--- JOB 1 ---
According to the Bombay potatoes text below, what is the main flavoring in Jeera Aloo?
--- JOB 2 ---
Write the next part of the text on Bombay potatoes, starting after its final sentence.

--- TEXT PROVIDED ---

------------------------------------------------

These Bombay Potatoes are simply spiced with curry powder and pan-fried with tomatoes until they develop a delicious, golden-brown crust. They pack a wallop of flavor and they are a great side to any Indian dish, especially dal and rice.
I was born and lived in Bombay into my 20s, but in all those years I never once encountered a dish named "Bombay Potatoes."
So when I started to see recipes for Bombay Potatoes begin to pop up across the internet with no clear explanation of their origin but with quintessentially Indian ingredients, I was tickled curious.
Sure, we ate potatoes in Bombay--a lot. Bombay is a microcosm of India and you could find all kinds of potato dishes belonging to the many regional cuisines here. There was Batatyachi Bhaji, a local Maharashtrian, turmeric-stained, mustard-seed-studded side to scoop up with pooris, especially on picnics and outings. Jeera Aloo, a north Indian dish with cumin seeds as their main flavoring. A south Indian potato curry with tomatoes and sambar powder that was eaten in the homes of my Tamil friends in Bombay and that, Desi tells me, was a Sunday staple in his childhood home in Madras. There were the typical restaurant offerings: aloo gobi, aloo matar, aloo saag....but never Bombay potatoes.

------------------------------------------------

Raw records

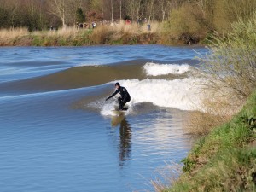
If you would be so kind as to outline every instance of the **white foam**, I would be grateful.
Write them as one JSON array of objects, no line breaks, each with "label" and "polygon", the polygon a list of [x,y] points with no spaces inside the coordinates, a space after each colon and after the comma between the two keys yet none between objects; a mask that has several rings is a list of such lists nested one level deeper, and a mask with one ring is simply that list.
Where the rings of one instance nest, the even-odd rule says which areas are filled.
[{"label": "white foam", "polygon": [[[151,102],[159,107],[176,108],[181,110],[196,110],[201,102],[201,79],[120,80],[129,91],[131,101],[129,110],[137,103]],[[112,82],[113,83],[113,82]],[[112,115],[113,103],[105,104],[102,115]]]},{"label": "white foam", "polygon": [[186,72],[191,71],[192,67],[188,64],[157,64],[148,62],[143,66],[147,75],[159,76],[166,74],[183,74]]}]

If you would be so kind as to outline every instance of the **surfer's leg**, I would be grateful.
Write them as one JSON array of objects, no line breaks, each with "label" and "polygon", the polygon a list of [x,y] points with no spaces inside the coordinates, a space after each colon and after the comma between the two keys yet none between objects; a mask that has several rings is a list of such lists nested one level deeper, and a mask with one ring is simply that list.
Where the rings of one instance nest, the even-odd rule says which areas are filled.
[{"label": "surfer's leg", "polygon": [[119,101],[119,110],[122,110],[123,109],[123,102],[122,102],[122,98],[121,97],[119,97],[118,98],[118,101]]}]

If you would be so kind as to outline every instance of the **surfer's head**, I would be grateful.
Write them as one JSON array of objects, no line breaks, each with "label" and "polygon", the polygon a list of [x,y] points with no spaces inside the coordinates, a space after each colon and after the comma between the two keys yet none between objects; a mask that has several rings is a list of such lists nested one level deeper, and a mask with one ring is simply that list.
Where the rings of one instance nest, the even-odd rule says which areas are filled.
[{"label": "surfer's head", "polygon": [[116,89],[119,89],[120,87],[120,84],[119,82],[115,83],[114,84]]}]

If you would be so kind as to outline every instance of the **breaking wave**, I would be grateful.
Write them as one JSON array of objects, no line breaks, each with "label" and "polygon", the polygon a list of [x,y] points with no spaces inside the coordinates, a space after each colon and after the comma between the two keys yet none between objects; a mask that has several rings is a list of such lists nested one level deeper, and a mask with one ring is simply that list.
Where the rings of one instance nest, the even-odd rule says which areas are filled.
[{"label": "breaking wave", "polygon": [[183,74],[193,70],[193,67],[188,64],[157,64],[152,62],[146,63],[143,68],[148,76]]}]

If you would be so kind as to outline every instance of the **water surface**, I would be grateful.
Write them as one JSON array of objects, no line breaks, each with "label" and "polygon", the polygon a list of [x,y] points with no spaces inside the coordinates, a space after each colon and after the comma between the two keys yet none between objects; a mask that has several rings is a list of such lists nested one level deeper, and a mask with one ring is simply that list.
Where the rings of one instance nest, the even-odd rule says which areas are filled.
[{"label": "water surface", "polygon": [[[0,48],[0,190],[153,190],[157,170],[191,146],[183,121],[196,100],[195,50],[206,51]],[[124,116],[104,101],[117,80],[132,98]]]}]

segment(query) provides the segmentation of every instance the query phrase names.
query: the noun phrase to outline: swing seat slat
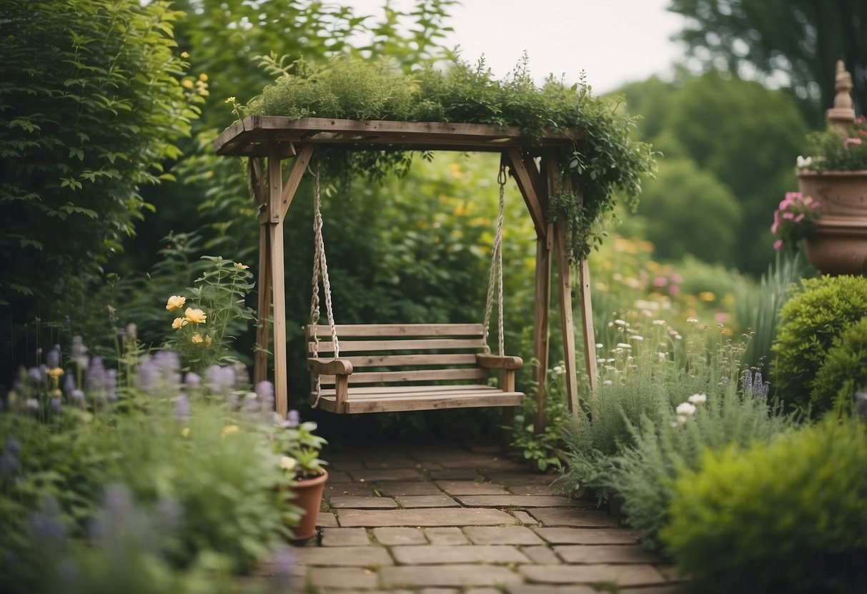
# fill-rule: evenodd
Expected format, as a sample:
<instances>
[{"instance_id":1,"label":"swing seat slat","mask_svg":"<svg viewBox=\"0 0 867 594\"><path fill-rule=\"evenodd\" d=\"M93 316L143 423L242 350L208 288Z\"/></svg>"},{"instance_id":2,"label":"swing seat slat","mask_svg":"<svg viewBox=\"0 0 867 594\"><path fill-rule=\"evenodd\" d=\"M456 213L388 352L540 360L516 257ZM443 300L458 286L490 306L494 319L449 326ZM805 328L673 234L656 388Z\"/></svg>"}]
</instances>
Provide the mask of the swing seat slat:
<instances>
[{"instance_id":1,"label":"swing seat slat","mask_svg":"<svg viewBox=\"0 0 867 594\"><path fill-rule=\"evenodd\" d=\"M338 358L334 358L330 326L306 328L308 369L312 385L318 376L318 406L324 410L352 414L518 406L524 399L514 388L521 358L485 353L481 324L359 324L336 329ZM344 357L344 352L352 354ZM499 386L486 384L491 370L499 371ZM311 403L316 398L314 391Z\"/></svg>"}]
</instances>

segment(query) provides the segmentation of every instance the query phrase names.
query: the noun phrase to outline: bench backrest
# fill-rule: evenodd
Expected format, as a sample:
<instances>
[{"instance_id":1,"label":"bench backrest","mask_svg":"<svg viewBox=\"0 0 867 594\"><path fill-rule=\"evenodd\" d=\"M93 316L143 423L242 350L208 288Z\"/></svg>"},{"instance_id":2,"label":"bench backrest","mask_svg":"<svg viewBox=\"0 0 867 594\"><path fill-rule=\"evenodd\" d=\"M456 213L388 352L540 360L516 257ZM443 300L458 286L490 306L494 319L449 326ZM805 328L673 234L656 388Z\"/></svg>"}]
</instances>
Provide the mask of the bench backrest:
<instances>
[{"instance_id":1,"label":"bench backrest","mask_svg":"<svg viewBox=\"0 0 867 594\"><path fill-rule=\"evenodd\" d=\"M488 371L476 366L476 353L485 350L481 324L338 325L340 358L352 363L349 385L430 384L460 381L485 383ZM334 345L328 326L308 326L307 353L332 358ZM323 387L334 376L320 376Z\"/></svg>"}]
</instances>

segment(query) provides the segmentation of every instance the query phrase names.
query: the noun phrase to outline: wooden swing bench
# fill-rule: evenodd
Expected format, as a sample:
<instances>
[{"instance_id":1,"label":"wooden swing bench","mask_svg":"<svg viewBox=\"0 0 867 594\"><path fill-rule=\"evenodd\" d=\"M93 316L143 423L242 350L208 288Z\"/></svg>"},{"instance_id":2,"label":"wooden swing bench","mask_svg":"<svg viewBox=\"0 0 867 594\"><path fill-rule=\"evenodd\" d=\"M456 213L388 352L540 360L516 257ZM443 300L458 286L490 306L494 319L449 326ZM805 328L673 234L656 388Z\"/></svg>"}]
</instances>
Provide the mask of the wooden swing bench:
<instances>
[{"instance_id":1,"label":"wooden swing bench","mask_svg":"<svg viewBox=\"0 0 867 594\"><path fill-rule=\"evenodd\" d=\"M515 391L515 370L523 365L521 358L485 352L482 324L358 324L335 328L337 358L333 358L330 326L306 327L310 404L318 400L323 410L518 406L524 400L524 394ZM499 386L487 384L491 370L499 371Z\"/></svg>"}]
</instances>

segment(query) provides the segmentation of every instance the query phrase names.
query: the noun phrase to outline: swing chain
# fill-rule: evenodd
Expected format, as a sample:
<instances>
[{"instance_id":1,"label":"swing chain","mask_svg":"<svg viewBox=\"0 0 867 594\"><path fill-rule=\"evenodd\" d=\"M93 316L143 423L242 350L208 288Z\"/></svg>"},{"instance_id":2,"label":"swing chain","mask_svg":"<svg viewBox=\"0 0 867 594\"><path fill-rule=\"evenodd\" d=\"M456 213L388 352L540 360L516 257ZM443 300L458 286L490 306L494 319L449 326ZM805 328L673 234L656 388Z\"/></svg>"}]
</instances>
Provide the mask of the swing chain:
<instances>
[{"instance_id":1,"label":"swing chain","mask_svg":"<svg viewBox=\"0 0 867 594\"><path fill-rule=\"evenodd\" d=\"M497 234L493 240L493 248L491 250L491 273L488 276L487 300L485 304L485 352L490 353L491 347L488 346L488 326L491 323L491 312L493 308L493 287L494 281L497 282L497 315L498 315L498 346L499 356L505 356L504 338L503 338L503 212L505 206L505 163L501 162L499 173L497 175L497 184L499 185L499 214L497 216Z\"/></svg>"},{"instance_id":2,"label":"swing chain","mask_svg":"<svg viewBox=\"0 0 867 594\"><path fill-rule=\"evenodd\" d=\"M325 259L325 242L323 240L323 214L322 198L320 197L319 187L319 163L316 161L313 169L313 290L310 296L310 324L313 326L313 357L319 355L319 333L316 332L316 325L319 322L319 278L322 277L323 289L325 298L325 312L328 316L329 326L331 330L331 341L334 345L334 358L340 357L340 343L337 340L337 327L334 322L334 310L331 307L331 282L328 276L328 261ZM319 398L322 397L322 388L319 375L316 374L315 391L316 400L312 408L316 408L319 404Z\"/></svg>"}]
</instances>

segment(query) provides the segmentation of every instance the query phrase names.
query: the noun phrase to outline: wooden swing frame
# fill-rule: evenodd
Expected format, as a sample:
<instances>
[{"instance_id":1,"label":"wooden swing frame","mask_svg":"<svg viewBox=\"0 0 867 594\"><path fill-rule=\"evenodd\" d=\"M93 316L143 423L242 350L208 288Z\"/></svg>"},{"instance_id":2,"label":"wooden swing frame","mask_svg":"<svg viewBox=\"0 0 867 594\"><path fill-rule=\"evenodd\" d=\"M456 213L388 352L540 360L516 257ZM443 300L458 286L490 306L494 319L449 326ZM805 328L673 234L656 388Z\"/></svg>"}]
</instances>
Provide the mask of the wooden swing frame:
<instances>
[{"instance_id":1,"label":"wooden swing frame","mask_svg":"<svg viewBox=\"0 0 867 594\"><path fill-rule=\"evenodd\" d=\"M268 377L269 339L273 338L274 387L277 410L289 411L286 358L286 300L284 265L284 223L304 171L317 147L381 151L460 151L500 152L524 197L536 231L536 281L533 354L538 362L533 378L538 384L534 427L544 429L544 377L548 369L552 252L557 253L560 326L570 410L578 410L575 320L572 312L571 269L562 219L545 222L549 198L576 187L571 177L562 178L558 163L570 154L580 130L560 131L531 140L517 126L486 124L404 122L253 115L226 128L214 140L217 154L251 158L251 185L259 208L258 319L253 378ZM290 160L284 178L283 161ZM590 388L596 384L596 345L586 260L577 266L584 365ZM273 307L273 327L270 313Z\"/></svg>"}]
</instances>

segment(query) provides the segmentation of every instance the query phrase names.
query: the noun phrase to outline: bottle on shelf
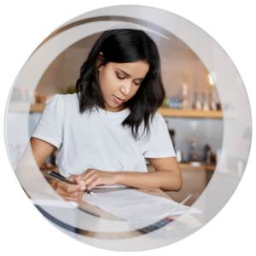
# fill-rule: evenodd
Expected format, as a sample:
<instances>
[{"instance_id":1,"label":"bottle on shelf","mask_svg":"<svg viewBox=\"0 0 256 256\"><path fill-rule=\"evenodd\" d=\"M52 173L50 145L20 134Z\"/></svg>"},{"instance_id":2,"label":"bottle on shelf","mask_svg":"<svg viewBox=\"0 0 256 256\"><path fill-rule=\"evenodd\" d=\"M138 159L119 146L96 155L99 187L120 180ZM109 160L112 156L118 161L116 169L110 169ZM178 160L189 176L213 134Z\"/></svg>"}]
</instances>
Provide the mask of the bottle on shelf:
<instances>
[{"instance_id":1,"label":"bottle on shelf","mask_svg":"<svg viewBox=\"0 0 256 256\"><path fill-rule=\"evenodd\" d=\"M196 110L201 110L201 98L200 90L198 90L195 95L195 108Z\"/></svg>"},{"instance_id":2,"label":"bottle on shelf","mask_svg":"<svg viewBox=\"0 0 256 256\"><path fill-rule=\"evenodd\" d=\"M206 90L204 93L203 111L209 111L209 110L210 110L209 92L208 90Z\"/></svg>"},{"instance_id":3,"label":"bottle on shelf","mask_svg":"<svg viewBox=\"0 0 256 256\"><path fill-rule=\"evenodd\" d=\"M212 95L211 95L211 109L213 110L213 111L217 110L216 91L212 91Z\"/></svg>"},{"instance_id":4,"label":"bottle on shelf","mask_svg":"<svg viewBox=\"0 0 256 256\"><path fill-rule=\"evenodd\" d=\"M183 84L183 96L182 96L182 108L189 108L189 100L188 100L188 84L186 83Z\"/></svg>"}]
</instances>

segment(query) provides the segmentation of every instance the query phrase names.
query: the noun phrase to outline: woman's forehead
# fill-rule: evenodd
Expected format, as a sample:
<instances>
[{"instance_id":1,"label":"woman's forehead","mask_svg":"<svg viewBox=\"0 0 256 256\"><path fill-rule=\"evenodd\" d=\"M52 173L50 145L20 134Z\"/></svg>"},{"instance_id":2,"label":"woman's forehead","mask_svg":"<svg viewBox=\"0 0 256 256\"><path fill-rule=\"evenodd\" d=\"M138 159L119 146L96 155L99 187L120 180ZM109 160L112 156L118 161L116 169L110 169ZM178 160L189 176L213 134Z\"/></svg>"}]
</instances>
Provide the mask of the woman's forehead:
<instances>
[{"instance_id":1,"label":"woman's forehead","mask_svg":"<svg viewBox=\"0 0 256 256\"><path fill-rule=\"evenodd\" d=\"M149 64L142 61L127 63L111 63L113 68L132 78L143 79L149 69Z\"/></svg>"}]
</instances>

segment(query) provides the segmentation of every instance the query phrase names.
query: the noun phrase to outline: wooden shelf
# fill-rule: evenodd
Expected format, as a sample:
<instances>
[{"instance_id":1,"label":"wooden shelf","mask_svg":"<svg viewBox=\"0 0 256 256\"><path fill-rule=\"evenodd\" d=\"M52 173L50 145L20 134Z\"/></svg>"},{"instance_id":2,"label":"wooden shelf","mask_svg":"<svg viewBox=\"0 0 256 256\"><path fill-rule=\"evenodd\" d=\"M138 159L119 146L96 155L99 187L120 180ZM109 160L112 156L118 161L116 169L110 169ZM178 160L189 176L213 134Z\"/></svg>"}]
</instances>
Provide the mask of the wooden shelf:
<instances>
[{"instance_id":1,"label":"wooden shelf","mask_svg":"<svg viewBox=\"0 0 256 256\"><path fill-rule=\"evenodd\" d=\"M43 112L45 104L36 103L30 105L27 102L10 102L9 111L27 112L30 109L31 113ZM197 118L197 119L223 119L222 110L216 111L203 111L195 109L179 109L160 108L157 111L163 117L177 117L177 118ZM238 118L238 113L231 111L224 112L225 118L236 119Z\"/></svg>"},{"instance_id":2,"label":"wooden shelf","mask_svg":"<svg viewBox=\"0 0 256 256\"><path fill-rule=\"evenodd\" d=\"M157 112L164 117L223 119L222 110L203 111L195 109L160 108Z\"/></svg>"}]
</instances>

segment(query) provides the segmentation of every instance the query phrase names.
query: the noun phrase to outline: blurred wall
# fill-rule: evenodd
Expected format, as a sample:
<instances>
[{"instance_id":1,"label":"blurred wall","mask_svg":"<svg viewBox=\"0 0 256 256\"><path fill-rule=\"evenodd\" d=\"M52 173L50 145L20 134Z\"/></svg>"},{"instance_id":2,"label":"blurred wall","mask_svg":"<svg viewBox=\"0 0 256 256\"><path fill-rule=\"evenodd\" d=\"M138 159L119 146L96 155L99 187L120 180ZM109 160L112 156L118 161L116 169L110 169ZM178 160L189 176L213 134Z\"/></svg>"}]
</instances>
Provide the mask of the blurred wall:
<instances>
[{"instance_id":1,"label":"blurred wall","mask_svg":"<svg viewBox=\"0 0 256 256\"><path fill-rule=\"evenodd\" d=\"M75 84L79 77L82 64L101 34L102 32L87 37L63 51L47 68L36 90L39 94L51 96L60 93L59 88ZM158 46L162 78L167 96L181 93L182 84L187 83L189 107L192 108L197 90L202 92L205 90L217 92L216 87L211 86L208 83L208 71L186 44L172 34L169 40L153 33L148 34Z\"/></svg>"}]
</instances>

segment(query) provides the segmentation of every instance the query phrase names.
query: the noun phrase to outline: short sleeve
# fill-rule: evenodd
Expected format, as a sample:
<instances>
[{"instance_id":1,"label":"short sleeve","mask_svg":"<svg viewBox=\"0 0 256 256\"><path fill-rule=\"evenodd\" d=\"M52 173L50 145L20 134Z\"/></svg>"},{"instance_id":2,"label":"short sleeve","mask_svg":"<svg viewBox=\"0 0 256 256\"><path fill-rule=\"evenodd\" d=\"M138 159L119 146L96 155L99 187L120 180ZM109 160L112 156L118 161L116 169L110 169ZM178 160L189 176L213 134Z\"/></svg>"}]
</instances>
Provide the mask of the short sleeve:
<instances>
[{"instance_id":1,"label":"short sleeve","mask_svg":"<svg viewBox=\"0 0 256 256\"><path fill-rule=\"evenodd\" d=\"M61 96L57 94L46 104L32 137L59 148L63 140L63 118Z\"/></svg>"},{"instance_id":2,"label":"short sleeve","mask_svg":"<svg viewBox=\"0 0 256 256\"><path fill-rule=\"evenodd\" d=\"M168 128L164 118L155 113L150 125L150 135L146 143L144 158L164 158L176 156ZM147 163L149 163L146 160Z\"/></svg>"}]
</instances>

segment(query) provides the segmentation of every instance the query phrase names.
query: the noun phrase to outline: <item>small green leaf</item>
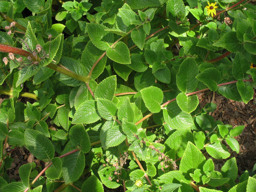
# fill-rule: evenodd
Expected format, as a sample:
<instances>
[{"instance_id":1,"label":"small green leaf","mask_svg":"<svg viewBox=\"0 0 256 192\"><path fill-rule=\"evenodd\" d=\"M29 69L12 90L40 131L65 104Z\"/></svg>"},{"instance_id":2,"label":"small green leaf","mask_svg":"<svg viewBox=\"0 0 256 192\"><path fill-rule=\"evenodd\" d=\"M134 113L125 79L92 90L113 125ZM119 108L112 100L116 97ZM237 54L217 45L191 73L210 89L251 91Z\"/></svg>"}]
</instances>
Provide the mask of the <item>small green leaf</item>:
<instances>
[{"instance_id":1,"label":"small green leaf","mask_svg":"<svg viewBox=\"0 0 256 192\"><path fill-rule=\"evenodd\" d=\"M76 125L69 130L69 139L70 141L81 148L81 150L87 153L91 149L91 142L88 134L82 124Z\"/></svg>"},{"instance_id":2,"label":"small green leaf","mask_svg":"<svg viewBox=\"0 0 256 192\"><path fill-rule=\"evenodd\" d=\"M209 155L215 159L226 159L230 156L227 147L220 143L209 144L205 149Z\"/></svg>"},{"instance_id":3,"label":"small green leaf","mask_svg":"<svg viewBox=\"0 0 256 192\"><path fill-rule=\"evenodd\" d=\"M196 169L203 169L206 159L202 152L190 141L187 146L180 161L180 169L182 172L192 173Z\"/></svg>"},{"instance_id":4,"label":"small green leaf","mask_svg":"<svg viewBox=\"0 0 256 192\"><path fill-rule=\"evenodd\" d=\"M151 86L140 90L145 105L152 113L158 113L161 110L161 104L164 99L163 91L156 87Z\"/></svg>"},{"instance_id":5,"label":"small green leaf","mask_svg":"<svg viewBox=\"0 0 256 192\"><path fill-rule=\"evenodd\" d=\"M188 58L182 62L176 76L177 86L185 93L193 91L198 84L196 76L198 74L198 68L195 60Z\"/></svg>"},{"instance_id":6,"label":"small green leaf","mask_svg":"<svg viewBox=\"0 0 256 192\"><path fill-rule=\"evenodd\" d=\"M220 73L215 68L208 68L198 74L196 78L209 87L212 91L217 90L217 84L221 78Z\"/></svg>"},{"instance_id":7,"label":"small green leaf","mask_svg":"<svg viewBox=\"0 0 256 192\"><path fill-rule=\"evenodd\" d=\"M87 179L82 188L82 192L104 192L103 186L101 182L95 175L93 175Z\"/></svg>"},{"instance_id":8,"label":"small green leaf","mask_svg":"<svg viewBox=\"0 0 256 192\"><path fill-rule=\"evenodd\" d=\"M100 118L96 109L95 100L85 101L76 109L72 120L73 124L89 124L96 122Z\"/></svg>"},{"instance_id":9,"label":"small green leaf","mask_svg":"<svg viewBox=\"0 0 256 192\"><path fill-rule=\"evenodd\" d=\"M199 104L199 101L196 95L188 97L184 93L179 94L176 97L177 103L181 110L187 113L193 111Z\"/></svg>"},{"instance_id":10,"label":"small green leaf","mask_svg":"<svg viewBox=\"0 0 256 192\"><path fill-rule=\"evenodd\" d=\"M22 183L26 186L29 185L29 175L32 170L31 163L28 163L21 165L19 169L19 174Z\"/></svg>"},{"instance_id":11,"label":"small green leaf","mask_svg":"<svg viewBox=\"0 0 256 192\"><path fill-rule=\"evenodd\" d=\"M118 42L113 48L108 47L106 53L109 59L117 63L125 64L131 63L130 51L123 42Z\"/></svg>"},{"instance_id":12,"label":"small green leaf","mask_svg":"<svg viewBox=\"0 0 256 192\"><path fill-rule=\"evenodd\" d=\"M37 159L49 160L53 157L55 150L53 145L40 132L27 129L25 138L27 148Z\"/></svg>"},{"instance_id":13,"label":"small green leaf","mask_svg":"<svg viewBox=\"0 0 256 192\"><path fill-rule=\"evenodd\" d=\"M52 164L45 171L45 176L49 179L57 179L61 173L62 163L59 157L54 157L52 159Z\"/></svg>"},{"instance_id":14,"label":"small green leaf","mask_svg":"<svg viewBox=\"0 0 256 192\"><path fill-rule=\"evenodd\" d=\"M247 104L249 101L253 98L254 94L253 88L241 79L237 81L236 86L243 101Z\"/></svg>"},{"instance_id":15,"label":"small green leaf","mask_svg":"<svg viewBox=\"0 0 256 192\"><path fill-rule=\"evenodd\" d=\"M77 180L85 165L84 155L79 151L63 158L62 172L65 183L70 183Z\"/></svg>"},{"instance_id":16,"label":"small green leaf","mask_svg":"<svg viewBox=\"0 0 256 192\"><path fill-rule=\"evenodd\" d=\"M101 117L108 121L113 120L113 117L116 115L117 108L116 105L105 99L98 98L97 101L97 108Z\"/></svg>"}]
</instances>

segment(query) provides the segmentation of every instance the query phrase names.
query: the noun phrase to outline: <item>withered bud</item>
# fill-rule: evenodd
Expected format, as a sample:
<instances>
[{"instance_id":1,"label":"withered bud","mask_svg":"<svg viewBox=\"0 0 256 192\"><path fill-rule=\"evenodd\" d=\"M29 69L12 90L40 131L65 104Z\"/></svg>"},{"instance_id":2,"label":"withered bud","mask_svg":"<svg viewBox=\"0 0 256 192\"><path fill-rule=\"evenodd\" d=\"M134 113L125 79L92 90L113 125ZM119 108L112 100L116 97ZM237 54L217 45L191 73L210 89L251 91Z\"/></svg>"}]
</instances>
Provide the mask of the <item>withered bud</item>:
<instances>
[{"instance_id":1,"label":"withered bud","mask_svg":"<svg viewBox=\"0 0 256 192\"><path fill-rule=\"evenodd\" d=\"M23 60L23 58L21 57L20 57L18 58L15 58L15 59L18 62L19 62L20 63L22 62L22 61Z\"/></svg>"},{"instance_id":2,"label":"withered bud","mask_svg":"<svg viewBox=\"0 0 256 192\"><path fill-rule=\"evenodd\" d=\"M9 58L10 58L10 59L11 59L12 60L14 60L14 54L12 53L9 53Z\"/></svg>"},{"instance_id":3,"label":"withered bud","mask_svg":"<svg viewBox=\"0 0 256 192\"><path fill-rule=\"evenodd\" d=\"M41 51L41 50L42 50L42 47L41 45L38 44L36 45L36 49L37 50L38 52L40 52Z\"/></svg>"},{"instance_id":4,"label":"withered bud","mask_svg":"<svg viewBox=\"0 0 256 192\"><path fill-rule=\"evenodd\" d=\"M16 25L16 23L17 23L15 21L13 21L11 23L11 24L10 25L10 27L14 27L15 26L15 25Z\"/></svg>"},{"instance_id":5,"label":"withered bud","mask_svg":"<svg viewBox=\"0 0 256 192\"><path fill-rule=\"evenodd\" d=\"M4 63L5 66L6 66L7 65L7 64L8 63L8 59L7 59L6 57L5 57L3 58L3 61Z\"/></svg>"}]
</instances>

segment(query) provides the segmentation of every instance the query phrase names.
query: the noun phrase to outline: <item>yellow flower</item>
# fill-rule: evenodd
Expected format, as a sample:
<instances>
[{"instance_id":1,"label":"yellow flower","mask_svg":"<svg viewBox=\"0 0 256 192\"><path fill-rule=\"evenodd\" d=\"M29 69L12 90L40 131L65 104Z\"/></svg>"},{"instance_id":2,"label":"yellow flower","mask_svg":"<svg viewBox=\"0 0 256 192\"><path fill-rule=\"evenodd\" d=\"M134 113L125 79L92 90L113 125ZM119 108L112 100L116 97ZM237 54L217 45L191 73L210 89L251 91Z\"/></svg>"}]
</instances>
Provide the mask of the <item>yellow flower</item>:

------------------------------------------------

--- TASK RESPONSE 1 ---
Cumin seeds.

--- TASK RESPONSE 2 ---
What was just as confusing is that the various Bombay Potato recipes seem to vary drastically. Some are just Jeera Aloo, others are almost exactly like Batatyachi Bhai. Still others use tomatoes, like the South Indian version.
Since I can't leave things well alone when they pique my interest, I kept digging into this until I could begin to make some sense. What seems very likely, although I didn't find a single source confirming this, is that Bombay potatoes -- or at least the name -- are British rather than Indian in origin.
It makes sense. The British introduced potatoes to India during colonial times, were rather chuffed about it because they were on a mission to introduce the rest of us to what they deemed "superior" vegetables, and then they took our chefs back home with them to spice up their own cuisine. These cooks went on to create a whole slew of dishes that have roots in India but were created in Britain, like balti, tikka masala, kedgeree and curry powder.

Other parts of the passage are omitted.